▶ **PROVIDED TEXT**
2.3. Authorized Users. You will not allow any Third Party other than Authorized Users to Use the Services. You may permit Authorized Users to Use the Services, provided that (i) the Use does not exceed the Licensed Volume; and (ii) you ensure each Authorized User complies with all applicable terms and conditions of this Agreement. You are responsible for acts or omissions by Authorized Users in connection with using the Services. You will, and will require all Authorized Users to, use all reasonable means to secure user names, passwords, API keys, hardware, and software used to access the Services in accordance with standard security protocols (e.g., multi-factor authentication), and will immediately notify us if you know or reasonably suspect that any user name, password, or API key has been compromised. Talent Protocol will not be liable, and you will be solely responsible, for (A) any unauthorized access, damage or loss that may occur through the use or misuse of your user names, passwords, API keys, hardware or software; or (B) any activities that occur under any account issued to or created by you in connection with your use of the Services, including any unauthorized access or use of any such account, in each case, except to the extent proven to have been directly caused by Talent Protocol’s gross negligence, willful misconduct, or fraud. Talent Protocol may process personal information about your and Authorized Users’ Use of the Services (“Account Data”) in accordance with the Talent Protocol Privacy Notice (https://docs.talentprotocol.com/docs/legal/privacy-notice). For example, Account Data includes an Authorized User’s login data and related usage data. Account Data is not Your Data, and the Talent Protocol Privacy Notice does not apply to Your Data.
2.4. Third-Party Services. Certain features and functionalities within the Services may allow you or your Authorized Users to interface or interact with, access, or use compatible third-party services, products, software, technology, and content (collectively, “Third-Party Services”) through or integrated with the Services. We do not provide the Third-Party Services and are not responsible for any compatibility issues, errors, or bugs in the Services or Third-Party Services caused in whole or in part by the Third-Party Services or any update or upgrade thereto. Your use of any Third-Party Service is at your own risk. You are solely responsible for obtaining any associated licenses and consents to the extent necessary for you to use the Third-Party Services in connection with the Services. Your use of the Third-Party Services may be subject to separate terms and conditions set forth by the provider (including disclaimers or warnings), separate fees or charges, or a separate privacy notice. You are responsible for understanding and complying with any such terms or privacy notice.

▶ **DATA SHOWN**
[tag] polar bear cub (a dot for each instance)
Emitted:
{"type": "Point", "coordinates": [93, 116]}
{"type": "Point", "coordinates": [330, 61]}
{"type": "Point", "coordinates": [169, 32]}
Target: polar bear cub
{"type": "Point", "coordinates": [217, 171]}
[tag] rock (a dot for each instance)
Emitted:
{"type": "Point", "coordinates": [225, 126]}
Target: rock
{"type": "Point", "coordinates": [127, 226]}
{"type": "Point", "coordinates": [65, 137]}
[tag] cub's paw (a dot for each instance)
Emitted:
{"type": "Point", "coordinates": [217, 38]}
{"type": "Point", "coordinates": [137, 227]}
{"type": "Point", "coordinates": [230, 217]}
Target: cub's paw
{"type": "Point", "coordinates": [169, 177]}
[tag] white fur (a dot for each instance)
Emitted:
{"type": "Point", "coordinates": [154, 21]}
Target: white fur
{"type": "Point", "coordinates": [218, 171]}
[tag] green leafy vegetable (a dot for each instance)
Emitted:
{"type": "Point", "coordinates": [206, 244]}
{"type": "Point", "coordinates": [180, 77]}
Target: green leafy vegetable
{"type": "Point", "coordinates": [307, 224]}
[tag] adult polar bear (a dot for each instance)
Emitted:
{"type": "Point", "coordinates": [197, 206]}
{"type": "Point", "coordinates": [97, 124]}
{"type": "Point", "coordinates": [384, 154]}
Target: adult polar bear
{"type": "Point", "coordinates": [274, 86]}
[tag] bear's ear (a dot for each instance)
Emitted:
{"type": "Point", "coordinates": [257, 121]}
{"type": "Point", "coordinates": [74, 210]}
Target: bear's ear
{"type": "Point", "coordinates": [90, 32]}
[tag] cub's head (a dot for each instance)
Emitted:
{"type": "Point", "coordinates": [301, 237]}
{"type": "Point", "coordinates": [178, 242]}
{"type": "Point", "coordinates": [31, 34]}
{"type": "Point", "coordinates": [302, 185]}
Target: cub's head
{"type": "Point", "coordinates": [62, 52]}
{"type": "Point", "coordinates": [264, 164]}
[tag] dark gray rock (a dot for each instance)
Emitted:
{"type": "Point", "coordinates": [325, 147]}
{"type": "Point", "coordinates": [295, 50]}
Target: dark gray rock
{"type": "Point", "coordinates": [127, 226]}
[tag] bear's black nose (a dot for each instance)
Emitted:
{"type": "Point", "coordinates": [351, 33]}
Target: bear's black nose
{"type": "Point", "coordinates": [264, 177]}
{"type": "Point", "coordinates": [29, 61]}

▶ **DIRECTIONS**
In the agreement text, what term is used for the personal information that Talent Protocol may process about your and Authorized Users' Use of the Services?

▶ **EXERCISE RESULT**
Account Data